An exclusive AUTHORLINK interview with Frances Mayes

Women in Sunlight: A Novel (Crown, 3 April 2018)

The author of the best-selling 1996 memoir Under the Tuscan Sun, Frances Mayes, writes another love letter to Italy with Women in Sunlight. Wish fulfilment of every kind awaits the reader with her trademark warmth, heart, and descriptions of place, food, and friendship.

AUTHORLINK: Ms Mayes, we are so pleased to be able to discuss Women in Sunlight with you at Authorlink. Personally, I am a huge fan of your work and even went to Cortona with my husband to explore the town. Women in Sunlight has recreated that Italian magic with the character of Kit Raine, an American writer living in Tuscany, working on a biography of a close friend, when the arrival of three new friends move in next door. Are any of these characters based on personality traits from people whom you may know?

“My characters are fiction but are made of many fragments of my friends.”

MAYES: My characters are fiction but are made of many fragments of my friends. Their projects and interests are magnified versions of my own passions—art, architecture, food, wine, travel, gardens, and, of course, writing. For example, Camille’s new art project came from one friend’s watercolors and another friend’s paper-making and letter press workshop. The process of inventing characters seemed a bit like laying mosaic designs—making shapes from differently colored pieces. And they became so real—I often wonder what they’re doing in that big villa this morning.

Problems to work on:
A. From the Frances Mayes interview, quote the passage from "The author of" up to and including "food, and friendship.".
B. State whether each statement agrees with the Frances Mayes interview, answering yes or no and quoting the deciding words: (i) Under the Tuscan Sun was published in 1996. (ii) Kit Raine is an Italian painter. (iii) Camille's new art project grew out of a single friend's watercolors.

Provided records:

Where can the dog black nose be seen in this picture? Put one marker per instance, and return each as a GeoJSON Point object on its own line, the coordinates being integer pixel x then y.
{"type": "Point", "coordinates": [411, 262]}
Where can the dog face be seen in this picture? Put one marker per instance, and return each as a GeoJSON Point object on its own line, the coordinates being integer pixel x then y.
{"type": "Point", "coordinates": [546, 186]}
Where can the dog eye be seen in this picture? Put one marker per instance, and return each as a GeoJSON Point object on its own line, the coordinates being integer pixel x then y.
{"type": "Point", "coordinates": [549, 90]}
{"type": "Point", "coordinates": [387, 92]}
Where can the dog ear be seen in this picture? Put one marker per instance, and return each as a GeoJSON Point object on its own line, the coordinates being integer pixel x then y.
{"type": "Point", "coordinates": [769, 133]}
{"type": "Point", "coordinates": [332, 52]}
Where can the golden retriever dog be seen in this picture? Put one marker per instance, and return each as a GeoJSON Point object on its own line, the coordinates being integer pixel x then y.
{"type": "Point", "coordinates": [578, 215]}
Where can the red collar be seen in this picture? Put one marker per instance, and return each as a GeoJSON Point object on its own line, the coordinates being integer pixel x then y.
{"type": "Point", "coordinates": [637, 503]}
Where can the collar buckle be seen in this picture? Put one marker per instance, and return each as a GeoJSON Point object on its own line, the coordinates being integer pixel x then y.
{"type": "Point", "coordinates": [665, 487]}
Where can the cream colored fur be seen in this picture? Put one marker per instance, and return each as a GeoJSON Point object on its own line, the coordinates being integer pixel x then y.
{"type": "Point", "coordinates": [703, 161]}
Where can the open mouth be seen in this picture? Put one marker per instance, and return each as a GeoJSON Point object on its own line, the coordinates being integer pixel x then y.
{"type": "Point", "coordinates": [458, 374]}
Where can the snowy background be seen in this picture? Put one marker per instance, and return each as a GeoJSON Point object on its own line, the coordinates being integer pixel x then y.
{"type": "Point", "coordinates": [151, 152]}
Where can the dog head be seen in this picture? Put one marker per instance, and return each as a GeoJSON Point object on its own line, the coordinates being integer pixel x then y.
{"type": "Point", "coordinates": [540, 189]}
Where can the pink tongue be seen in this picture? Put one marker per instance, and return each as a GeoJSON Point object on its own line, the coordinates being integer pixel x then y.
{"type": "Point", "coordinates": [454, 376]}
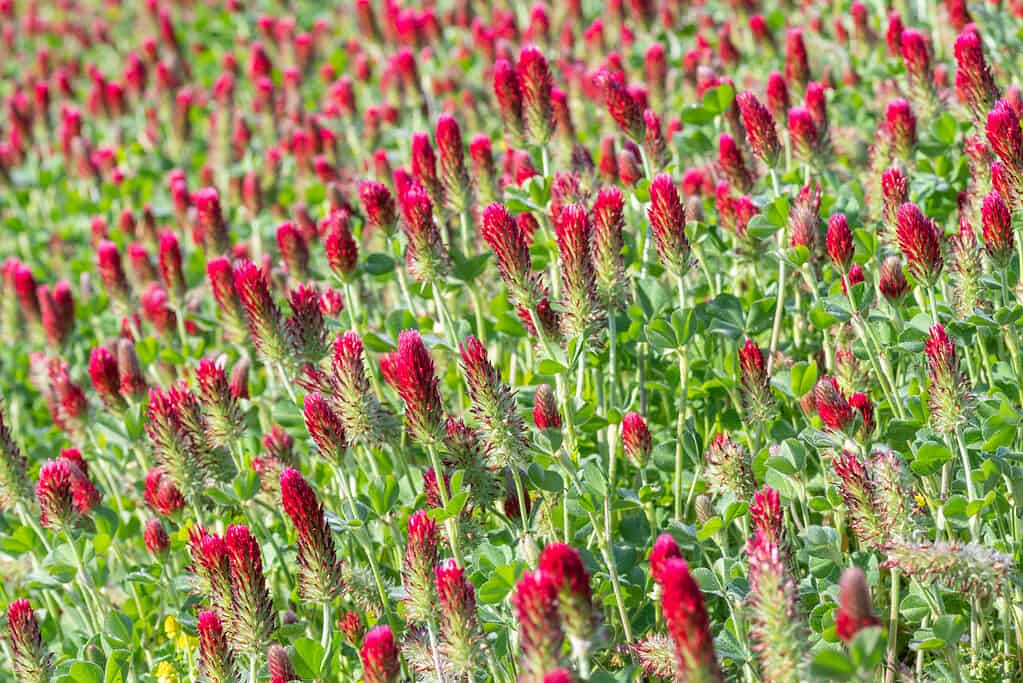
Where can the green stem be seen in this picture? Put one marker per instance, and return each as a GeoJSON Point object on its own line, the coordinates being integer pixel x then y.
{"type": "Point", "coordinates": [892, 628]}
{"type": "Point", "coordinates": [451, 524]}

Expected responses:
A.
The author of the best-selling 1996 memoir Under the Tuscan Sun, Frances Mayes, writes another love letter to Italy with Women in Sunlight. Wish fulfilment of every kind awaits the reader with her trademark warmth, heart, and descriptions of place, food, and friendship.

B.
(i) Yes: "the best-selling 1996 memoir Under the Tuscan Sun"
(ii) No: "Kit Raine, an American writer living in Tuscany"
(iii) No: "Camille’s new art project came from one friend’s watercolors and another friend’s paper-making and letter press workshop"